What is needed: Report how many lines in the material below contain the string "branch", and reply with the number alone.

[Begin Input]

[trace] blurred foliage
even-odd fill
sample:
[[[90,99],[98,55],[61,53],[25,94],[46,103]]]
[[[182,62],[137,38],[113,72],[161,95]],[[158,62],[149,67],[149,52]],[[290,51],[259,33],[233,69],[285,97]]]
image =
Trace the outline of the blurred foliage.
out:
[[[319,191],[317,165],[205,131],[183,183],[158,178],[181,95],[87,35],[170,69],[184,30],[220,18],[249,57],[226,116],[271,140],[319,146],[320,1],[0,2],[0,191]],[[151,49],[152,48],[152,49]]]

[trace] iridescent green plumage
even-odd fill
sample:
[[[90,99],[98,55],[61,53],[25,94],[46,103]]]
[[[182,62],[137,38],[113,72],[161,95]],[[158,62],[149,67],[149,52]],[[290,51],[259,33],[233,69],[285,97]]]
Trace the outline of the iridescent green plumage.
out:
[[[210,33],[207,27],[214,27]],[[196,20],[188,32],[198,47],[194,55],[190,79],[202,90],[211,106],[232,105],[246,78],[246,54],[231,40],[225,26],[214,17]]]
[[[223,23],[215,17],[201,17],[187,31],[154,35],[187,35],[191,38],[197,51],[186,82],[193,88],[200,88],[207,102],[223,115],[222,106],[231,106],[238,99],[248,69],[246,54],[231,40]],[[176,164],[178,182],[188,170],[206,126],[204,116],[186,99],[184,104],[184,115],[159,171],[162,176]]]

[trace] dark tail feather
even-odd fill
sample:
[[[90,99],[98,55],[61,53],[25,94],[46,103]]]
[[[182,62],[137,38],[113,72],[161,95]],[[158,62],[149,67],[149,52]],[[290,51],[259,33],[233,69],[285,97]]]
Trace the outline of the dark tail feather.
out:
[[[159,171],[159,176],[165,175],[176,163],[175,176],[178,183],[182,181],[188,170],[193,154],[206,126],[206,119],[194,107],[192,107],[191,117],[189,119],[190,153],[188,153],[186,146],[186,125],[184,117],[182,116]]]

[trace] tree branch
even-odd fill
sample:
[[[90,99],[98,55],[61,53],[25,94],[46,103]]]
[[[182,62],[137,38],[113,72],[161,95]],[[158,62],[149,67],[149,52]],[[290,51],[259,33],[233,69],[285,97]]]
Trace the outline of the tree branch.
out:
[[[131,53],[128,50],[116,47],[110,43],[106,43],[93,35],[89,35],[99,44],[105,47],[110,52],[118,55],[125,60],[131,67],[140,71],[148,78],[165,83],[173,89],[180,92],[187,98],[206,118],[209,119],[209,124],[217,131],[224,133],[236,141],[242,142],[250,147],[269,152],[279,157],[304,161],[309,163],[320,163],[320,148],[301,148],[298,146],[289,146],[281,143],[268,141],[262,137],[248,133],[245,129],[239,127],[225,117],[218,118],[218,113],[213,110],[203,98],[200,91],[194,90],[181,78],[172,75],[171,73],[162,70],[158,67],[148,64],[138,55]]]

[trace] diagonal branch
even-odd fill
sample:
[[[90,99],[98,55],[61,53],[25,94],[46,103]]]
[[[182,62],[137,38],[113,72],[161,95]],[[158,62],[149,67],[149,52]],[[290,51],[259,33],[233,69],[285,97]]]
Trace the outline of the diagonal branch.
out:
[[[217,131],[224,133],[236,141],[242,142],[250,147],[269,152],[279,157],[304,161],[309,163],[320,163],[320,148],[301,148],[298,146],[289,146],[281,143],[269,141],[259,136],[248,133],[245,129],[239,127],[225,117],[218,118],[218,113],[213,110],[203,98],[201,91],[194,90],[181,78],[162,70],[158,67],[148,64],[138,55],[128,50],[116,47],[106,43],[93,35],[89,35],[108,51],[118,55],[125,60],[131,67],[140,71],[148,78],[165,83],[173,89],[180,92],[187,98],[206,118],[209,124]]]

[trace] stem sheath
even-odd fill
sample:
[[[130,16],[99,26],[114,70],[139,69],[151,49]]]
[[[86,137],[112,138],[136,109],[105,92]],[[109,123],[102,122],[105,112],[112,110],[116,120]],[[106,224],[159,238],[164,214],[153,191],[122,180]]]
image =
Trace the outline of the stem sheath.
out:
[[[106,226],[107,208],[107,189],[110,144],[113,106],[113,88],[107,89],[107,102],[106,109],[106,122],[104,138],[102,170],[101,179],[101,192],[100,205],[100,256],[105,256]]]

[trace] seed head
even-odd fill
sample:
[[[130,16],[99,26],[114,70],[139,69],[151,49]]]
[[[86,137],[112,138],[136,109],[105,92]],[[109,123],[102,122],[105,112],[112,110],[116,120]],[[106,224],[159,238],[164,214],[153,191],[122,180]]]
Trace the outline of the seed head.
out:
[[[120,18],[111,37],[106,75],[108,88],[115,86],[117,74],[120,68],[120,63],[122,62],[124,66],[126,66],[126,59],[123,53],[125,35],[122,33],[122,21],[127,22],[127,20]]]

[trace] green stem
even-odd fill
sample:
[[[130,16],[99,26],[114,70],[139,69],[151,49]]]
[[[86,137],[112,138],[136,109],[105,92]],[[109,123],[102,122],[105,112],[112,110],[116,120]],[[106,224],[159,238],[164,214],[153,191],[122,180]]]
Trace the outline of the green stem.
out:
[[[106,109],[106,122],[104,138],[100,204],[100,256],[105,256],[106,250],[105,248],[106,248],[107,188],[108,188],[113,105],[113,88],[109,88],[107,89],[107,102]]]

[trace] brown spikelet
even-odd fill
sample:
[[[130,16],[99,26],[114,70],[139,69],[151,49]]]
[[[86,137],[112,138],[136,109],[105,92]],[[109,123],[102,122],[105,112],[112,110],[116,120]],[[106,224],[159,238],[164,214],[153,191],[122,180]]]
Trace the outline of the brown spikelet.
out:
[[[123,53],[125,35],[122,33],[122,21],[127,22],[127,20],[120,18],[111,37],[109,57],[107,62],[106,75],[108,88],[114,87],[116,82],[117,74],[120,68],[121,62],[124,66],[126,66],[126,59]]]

[End Input]

Reply: 4